• _Tasks_:
- A) In the report on Hornidge's keynote, copy out the passage that starts with the words "On 16 June 2021, as" and ends with "in the Philippines.", changing "keynote speech" to "lecture".
- B) According to the report on Hornidge's keynote, in which BMBF-funded project was the aquaculture data from the Philippines developed?

• _Excerpt_:
------------------------------------------------------------------------
On 16 June 2021, as part of the 15th Federal Conference on Municipal Development Policy, organised by Engagement Global and the Service Agency Communities in One World (SKEW), Prof. Anna-Katharina Hornidge gave a keynote speech on „Development Research, Development Policy in the ‚New Normal‘ of the 21st Century“. For this, Mrs. Hornidge drew a parallel between climate change adaptation and dealing with the Covid-19 pandemic by addressing qualitative research on climate change adaptation in eastern Indonesia and dealing with the Covid-19 pandemic in the aquaculture sector in the Philippines.
Climate change, when actors do not know that its impacts will be with us for the long term, often results in actors initially investing in short-term responses. By the time the realization sets in that the impacts of climate change will be repeated over and over again and become the ’new normal‘, the scarce resources for coping have often already been used up. As a result, the resources needed for long-term adaptation are scarce. Uncertainty about more likely and less likely future scenarios thus creates a breakdown of the basis for action: predictability. Hornidge notes that a similar situation was seen last year in the handling of Covid-19. It addresses data from the Philippines in the aquaculture sector, developed together with Aisa Manlosa and Achim Schlüter in the BMBF-funded Food4Future project. But a similar decay of the knowledge base, and thus erosion of capacity to act, has been observable in many contexts, she says. According to Hornidge, comparably accelerated effects of global megatrends are to be increasingly expected in the future. In order to preserve the ability to act at the political, private sector and civil society levels as far as possible, a solid, empirically-based understanding of possible future scenarios is essential. She speaks of ‚moving target research‘, which is gaining substantial importance, especially in the field of development research, in order to ensure political capacity to engage in sustainable development and the global common good as much as possible. According to Hornidge, municipal development policy and cooperation play a central role in shaping the interface between politics and civil society and – with reference to a study conducted at the DIE under the direction of Eva Dick, Paul Marschall and Tim Stoffel (forthcoming) – they are structure-builders in the field of social awareness for sustainable development and global cooperation due to their involvement in development policy efforts.
------------------------------------------------------------------------
• _Material provided_:

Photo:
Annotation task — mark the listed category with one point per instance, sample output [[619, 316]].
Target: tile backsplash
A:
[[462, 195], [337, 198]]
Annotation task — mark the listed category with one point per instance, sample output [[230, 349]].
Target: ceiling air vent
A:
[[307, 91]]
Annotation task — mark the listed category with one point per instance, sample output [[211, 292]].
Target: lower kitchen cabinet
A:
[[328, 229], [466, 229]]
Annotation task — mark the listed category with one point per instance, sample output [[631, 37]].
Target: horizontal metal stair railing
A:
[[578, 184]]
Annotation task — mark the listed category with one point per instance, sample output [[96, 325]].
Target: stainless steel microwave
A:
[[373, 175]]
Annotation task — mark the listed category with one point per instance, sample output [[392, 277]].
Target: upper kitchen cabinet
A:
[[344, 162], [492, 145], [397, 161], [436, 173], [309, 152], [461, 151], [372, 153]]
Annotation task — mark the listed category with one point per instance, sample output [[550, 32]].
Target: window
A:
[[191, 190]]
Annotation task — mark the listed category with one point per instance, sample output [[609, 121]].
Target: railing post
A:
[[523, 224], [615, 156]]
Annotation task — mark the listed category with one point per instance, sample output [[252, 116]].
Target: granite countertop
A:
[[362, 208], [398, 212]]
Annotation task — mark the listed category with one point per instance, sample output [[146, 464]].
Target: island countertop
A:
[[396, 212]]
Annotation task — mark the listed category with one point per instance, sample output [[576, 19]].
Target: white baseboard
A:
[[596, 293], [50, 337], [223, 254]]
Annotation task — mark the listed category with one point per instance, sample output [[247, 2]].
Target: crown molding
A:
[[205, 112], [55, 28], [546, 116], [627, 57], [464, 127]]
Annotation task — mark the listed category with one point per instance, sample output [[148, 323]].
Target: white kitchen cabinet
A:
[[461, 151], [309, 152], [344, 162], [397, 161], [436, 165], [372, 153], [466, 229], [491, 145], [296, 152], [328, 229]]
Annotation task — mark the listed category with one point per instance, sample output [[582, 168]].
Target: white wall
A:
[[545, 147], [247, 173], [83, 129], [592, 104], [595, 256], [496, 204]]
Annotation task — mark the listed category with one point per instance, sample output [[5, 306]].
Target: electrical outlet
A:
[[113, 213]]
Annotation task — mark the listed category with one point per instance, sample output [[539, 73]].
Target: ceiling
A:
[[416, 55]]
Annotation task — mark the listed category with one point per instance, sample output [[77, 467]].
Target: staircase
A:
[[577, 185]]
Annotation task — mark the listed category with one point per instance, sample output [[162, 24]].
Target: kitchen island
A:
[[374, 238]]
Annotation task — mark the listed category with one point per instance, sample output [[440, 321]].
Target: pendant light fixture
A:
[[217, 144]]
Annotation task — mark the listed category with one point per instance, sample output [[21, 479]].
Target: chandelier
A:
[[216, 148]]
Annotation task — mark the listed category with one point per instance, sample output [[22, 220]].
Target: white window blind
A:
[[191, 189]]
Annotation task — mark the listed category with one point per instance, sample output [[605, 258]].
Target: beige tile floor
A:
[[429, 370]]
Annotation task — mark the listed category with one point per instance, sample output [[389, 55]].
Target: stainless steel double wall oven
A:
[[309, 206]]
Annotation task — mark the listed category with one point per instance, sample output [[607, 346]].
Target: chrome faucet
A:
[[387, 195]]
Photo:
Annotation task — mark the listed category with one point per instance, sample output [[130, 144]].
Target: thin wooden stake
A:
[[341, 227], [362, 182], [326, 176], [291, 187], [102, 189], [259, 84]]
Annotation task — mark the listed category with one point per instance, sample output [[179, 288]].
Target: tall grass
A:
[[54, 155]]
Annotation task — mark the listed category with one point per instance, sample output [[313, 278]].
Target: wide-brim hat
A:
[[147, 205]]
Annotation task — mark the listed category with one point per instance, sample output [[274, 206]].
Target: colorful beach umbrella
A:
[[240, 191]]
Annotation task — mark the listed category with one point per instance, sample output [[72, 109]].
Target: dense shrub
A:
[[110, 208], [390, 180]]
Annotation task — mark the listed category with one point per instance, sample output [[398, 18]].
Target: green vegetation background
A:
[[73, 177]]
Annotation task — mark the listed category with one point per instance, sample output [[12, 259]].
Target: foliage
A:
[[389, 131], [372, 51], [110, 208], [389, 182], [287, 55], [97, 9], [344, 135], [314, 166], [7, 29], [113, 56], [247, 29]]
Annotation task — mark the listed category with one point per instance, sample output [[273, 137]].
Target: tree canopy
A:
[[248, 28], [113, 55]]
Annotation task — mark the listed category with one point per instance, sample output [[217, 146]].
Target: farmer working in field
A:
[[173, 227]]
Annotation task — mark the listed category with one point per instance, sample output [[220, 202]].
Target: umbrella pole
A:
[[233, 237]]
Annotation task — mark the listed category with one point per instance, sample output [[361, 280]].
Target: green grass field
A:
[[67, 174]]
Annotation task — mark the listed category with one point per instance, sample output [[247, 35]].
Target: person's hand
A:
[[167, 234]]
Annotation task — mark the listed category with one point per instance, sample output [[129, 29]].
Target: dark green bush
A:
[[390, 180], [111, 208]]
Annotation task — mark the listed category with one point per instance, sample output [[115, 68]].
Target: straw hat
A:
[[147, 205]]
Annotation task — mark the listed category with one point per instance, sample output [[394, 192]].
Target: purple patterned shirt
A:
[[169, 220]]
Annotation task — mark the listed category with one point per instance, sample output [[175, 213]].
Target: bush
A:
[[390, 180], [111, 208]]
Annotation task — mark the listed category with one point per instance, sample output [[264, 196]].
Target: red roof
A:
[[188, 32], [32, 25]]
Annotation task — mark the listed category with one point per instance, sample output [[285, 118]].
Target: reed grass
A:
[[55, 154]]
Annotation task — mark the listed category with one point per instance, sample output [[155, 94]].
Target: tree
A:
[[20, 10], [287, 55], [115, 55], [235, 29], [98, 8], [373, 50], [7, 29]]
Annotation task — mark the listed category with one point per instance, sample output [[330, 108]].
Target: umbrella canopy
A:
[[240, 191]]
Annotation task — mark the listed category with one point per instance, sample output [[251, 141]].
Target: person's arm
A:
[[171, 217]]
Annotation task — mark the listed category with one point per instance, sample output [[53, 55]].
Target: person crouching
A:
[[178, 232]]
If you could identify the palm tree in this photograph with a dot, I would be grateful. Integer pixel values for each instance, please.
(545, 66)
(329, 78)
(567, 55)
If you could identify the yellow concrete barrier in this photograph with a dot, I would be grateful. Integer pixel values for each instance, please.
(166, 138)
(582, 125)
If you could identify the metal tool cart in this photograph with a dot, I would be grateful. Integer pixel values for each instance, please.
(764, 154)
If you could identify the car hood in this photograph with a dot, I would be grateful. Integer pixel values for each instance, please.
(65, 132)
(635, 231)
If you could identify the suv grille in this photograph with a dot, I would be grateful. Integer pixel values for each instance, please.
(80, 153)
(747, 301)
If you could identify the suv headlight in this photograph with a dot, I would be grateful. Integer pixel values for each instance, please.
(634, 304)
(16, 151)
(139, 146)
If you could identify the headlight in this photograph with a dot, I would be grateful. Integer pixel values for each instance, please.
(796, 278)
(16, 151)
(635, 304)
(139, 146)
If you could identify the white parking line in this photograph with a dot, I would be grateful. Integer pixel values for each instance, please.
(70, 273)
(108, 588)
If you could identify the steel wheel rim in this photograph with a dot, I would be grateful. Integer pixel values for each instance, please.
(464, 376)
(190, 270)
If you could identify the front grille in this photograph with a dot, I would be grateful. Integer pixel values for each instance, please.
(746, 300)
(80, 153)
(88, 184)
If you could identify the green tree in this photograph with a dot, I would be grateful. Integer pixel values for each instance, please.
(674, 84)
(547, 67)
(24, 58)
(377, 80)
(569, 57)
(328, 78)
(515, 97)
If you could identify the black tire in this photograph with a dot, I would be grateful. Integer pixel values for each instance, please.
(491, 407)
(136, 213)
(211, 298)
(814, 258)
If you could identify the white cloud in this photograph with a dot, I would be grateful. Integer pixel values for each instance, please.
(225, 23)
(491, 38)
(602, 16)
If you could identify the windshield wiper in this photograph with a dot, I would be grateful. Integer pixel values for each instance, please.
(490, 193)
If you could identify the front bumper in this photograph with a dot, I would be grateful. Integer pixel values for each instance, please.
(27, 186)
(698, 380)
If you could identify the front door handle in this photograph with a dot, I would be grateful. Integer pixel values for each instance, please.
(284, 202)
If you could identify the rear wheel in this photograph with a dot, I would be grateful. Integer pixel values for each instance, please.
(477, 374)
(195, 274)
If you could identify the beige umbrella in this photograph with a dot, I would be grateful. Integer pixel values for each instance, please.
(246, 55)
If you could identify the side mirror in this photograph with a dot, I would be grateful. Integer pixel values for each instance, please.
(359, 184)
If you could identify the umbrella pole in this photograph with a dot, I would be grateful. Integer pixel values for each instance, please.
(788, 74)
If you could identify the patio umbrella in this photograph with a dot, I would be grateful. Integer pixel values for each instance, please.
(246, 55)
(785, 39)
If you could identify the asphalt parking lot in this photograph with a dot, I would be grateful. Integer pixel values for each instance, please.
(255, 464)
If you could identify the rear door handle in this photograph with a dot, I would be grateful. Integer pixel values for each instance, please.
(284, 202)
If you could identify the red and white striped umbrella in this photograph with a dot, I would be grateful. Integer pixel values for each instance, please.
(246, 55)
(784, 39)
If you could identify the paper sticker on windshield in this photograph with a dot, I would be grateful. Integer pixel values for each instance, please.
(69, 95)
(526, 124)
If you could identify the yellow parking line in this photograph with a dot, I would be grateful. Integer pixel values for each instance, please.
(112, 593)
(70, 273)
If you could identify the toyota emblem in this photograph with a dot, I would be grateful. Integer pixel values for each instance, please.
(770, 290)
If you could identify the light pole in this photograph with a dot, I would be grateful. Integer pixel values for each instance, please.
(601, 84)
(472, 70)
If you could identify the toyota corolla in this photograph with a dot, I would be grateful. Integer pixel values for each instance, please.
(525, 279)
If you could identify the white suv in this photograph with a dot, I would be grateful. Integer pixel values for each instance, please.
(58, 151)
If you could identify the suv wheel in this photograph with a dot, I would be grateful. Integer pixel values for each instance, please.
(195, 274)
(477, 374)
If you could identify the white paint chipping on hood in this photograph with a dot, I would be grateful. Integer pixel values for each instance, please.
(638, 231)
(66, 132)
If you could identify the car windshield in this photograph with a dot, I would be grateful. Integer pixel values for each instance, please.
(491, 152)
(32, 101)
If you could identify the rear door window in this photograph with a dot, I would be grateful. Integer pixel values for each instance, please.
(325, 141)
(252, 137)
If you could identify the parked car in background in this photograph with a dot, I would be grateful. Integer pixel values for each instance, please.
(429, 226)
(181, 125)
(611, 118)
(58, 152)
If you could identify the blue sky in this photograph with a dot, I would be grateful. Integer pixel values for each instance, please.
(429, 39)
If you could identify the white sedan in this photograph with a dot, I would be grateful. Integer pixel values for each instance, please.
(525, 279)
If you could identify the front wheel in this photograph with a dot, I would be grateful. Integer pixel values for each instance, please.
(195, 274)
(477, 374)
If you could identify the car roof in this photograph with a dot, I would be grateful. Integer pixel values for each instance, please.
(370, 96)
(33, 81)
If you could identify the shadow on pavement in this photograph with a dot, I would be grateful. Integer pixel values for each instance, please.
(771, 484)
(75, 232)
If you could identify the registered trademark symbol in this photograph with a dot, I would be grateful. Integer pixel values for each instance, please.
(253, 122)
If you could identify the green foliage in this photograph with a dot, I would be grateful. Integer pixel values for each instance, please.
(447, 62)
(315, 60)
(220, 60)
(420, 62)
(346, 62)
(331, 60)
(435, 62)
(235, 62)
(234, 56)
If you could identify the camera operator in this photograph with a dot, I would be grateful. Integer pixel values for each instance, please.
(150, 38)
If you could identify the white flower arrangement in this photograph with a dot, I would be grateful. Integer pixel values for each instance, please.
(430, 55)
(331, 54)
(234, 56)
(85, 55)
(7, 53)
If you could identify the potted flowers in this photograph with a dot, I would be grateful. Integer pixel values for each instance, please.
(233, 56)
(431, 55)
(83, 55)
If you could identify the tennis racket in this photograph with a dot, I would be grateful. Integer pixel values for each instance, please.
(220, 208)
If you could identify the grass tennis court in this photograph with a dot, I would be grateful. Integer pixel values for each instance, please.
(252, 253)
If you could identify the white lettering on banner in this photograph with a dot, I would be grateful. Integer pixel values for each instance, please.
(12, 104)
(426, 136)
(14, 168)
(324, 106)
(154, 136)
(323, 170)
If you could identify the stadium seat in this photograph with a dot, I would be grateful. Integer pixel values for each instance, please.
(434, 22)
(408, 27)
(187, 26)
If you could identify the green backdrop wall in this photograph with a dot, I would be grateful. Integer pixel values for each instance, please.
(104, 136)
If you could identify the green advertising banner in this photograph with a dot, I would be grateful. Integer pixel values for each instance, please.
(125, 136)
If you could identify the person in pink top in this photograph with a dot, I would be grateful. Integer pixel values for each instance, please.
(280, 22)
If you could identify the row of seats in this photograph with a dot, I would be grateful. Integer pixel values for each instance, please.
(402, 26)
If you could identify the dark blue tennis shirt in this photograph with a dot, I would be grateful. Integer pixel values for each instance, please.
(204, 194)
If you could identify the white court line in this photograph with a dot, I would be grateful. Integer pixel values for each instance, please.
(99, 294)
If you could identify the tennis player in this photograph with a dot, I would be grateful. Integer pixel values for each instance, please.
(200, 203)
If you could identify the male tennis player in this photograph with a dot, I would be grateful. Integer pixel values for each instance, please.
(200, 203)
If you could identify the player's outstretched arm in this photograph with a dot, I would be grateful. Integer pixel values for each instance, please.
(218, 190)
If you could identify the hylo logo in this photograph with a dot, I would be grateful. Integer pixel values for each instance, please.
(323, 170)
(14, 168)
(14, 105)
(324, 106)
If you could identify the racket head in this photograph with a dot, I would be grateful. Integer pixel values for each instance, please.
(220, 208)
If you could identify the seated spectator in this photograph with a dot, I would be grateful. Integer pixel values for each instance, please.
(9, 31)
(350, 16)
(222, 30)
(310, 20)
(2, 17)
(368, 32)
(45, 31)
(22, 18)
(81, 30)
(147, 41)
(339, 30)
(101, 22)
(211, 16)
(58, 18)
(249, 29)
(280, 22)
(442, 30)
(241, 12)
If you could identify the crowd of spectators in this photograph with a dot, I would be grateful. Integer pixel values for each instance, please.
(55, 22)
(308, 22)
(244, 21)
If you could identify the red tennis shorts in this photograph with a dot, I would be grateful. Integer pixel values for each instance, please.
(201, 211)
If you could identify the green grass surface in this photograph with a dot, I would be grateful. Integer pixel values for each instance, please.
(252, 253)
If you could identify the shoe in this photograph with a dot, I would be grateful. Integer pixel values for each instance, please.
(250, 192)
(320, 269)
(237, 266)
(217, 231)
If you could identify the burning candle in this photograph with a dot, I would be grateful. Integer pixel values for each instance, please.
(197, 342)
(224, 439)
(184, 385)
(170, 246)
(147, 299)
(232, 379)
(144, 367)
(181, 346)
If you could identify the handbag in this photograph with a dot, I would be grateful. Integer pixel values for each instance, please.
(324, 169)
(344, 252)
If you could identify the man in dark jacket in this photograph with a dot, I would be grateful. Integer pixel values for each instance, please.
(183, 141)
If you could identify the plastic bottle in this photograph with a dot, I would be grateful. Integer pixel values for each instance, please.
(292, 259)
------------------------------------------------------------------------
• _Solutions to the problems_:
- A)
On 16 June 2021, as part of the 15th Federal Conference on Municipal Development Policy, organised by Engagement Global and the Service Agency Communities in One World (SKEW), Prof. Anna-Katharina Hornidge gave a lecture on „Development Research, Development Policy in the ‚New Normal‘ of the 21st Century“. For this, Mrs. Hornidge drew a parallel between climate change adaptation and dealing with the Covid-19 pandemic by addressing qualitative research on climate change adaptation in eastern Indonesia and dealing with the Covid-19 pandemic in the aquaculture sector in the Philippines.

- B) The Food4Future project.